↓
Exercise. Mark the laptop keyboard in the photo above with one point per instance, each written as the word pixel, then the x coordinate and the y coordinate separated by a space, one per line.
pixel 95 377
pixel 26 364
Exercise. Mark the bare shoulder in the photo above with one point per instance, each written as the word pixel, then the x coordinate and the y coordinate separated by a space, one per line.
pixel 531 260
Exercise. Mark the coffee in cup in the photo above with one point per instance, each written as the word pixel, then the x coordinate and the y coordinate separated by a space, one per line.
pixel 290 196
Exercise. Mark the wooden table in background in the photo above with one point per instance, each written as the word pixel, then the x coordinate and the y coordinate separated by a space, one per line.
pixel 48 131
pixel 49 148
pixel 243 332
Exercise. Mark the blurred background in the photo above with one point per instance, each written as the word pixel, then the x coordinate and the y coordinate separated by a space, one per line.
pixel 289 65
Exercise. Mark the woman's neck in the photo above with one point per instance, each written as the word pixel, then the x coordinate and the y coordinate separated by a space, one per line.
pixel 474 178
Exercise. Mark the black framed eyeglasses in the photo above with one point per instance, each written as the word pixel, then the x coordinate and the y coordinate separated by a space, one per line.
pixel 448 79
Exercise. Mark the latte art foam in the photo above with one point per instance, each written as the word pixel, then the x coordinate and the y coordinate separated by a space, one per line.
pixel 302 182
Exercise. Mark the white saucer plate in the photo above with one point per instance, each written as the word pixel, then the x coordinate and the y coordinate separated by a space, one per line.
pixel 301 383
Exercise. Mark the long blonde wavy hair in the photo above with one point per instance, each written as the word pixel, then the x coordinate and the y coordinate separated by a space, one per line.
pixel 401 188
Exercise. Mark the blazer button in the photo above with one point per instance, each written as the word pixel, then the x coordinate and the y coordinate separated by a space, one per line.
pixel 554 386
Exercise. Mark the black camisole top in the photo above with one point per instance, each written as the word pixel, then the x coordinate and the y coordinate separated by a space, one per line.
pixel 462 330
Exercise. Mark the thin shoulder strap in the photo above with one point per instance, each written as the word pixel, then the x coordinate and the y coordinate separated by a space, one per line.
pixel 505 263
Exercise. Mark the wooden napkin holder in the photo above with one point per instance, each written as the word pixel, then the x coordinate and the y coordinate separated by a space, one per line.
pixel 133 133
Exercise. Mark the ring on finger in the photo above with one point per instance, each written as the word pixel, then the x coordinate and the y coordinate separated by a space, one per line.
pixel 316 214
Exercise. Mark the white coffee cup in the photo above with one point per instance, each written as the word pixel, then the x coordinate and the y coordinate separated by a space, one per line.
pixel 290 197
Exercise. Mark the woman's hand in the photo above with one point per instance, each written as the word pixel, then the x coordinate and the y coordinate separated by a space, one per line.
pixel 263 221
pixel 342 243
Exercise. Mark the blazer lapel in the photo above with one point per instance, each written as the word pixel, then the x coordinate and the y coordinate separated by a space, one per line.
↑
Would you please transcribe each line of the material exactly?

Exercise. Mark the laptop keyboard in the photo above with one point per instance, each written as the word pixel, then the x coordinate and the y coordinate separated by a space, one per line.
pixel 95 377
pixel 26 364
Exercise. Mark the bare shoulder in the photo above with one point per instance, each written as the word pixel, then the x coordinate and the y coordinate separated by a space, one per line.
pixel 531 260
Exercise. Mark the coffee in cup in the photo above with one point per instance, each written as the word pixel, then the x coordinate and the y coordinate separated by a space, one per line.
pixel 290 196
Exercise. Mark the wooden table in background in the photo above with one point per instance, each written as the word pixel, then the x coordinate and the y coordinate separated by a space, one per line.
pixel 48 131
pixel 49 148
pixel 243 332
Exercise. Mark the blurred background in the photo above with one point per instance, each written as the word pixel, then the x coordinate and the y coordinate separated by a space, one per line.
pixel 289 65
Exercise. Mark the woman's neck in the photo above with one point per instance, each written as the word pixel, then the x coordinate and the y coordinate separated by a space, one per line.
pixel 474 178
Exercise. Mark the black framed eyeglasses in the photo above with one point per instance, each written as the word pixel, then the x coordinate and the y coordinate separated by a space, one per line.
pixel 448 79
Exercise. Mark the latte art foam in the photo above with one point per instance, each written as the word pixel, then the x coordinate and the y coordinate separated by a space, one per line.
pixel 302 182
Exercise. Mark the white saucer plate in the photo above with one point per instance, each written as the word pixel, then the x coordinate and the y coordinate separated by a space, one per line.
pixel 301 383
Exercise. Mark the long blonde wavy hair in the photo above with one point per instance, each written as the word pixel, then the x coordinate and the y coordinate separated by a space, one per line.
pixel 401 188
Exercise. Mark the blazer button in the photo above with one point per instance, each written as the word pixel, then the x coordinate and the y coordinate separated by a space, one per line.
pixel 554 386
Exercise. Mark the black camisole top in the photo above with one point per instance, each written as the word pixel, then the x coordinate and the y coordinate separated by a space, one per line.
pixel 462 330
Exercise. Mark the thin shoulder strap in the photo above with one point per instance, each written as the word pixel, then the x coordinate and the y coordinate separated by a space, one per line.
pixel 505 263
Exercise. Mark the wooden napkin holder in the photo above with one point per instance, each written as the word pixel, then the x coordinate and the y coordinate separated by a space, one per line.
pixel 133 133
Exercise. Mark the ring on finger in the photo above with one point per instance, each written as the word pixel, then the x coordinate and the y coordinate separated by a space, one per line.
pixel 316 214
Exercise. Mark the white coffee cup in the photo above with one point per instance, each written as the word pixel, then the x coordinate and the y coordinate separated by a space, one per line.
pixel 290 197
Exercise. Mark the woman's hand in the photo above with one point per instance, each written as the word pixel, then the x coordinate and the y coordinate separated by a space, one per line.
pixel 263 221
pixel 342 243
Exercise. Mark the blazer lapel in the photo above with one point per instance, each written as the word pixel, then the x coordinate and the y coordinate separated by a space, one per line.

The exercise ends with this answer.